> _AIM A_:
Answer the following from the Slurm simulator article below:
(i) Which company maintains the Slurm simulator, and in what form is it distributed?
(ii) What device appears in Figure 1 running the simulator?
(iii) Which kinds of plugins does the team name as ones it develops?
> _AIM B_: Resume the Slurm simulator article below from its last sentence onward, keeping its tone and list format.

> _PROVIDED TEXT_:
:::::

Articles > August 1, 2023 Jordi Blasco

How to use the Slurm simulator as a development and testing environment

The Slurm simulator represents an extremely powerful tool for evaluating different configuration options and changes in policies or limits before implementing them in a production cluster. In this article, I’m going to explain what I have been doing with a Slurm simulator over the last 10 years, the benefits of adopting that technology, and how you can use it for your daily operations.

The Slurm simulator consumes little CPU and memory resources. It’s maintained by HPCNow! and distributed free of charge as a Docker image from Docker Hub.

Figure 1: The memory footprint and CPU load of the Slurm Simulator are small enough to fit in a Raspberry Pi or a small VM. This image shows a Raspberry Pi Zero W with a Slurm simulator in a Docker image, able to emulate the current Top 1 system in the Top500 list. The original 3D-printed Cray Y-MP case is available on Thingiverse.

Motivation

For an HPC consulting company like HPCNow! the Slurm simulator allows us to validate the clients’ configuration of the workload manager before they even have the hardware ready. The first step in achieving the highest level of efficiency in the cluster starts with the workload manager. Based on previous usage metrics, the ability to use cloud resources as a cloud-bursting strategy, and thanks to the input of discovery workshops with the end-users, we evaluate multiple options. Finally, we provide a suggested configuration and a demonstration of the expected behavior under different scenarios after implementing mechanisms to mitigate cluster congestion, starvation, domination, hogging, etc.

The use of the Slurm Simulator inside our team goes beyond this initial motivation. The following list provides a quick overview of the main use cases inside our company.

  1. Development and testing environment for custom Slurm plugins. We develop a set of plugins, including Job Submit plugins, Burst Buffers plugins, job efficiency plugins, and more. The Slurm simulator allows us to build the environment required for developing, testing, and implementing CI/CD pipelines.

:::::

> _DATASET ROWS_:
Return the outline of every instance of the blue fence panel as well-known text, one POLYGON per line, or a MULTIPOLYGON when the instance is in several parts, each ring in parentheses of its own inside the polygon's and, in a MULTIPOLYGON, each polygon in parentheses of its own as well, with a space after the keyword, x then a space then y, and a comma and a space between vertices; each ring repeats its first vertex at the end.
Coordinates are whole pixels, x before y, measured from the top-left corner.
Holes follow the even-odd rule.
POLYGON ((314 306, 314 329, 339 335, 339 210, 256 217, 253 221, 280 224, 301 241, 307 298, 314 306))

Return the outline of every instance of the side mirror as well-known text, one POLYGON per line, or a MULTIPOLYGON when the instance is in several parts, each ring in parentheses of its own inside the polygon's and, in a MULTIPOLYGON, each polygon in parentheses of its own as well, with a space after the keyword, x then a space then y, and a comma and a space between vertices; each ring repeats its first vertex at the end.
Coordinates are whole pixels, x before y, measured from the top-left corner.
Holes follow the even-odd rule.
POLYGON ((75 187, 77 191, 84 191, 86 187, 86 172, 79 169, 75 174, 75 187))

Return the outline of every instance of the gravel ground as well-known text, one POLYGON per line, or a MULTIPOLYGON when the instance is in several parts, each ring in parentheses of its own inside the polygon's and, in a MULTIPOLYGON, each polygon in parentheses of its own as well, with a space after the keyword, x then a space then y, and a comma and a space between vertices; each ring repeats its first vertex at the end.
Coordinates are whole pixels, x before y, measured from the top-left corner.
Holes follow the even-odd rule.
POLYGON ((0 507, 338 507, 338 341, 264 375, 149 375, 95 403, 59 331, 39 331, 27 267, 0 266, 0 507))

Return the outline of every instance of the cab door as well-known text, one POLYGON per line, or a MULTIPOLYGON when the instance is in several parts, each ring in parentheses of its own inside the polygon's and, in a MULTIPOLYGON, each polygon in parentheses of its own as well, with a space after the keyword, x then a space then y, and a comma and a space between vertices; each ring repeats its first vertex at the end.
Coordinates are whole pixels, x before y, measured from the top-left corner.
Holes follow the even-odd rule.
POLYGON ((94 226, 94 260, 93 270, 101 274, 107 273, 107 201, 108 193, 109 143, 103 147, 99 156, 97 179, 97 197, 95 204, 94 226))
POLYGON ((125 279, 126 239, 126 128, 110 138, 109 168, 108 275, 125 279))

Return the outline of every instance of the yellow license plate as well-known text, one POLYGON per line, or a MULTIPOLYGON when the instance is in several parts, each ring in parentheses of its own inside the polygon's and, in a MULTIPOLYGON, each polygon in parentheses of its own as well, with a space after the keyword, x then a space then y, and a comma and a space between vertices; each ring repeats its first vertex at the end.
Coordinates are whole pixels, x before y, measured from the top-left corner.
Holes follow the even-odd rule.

:::::

> _FINAL ANSWER A_:
(i) HPCNow! maintains it, and it is distributed free of charge as a Docker image from Docker Hub.
(ii) A Raspberry Pi Zero W.
(iii) Job Submit plugins, Burst Buffers plugins, and job efficiency plugins.

> _FINAL ANSWER B_:
  2. Test new functionalities. We automated the process of building a Slurm simulator using the Bitbucket pipelines and local resources. Thanks to CI/CD, we can test new functionalities available in new stable releases or even in release candidates. This approach lets us test and evaluate new features before we install them in a production environment. 
  3. Validate current configuration in a newer Slurm version. The simulator also allows us to validate our very mature configuration and adjust it, if required, in order to use a new feature or to deprecate some old parameters.
  4. Perfect environment for Slurm Administration training courses. Each student has access to a dedicated Docker container instance where he/she can follow the hands-on oriented training course. This setup is perfect because you can simulate an environment exactly like the one you have or an even bigger system than the one on the top1 of the top500.
  5. Perfect environment for running technical tests as part of hiring processes. We use a Slurm simulator along with a parallel development environment for testing the skills of potential candidates. This tool has been vital for assessing the knowledge of computational scientists, HPC DevOps or HPC system administrators applying for a job at HPCNow!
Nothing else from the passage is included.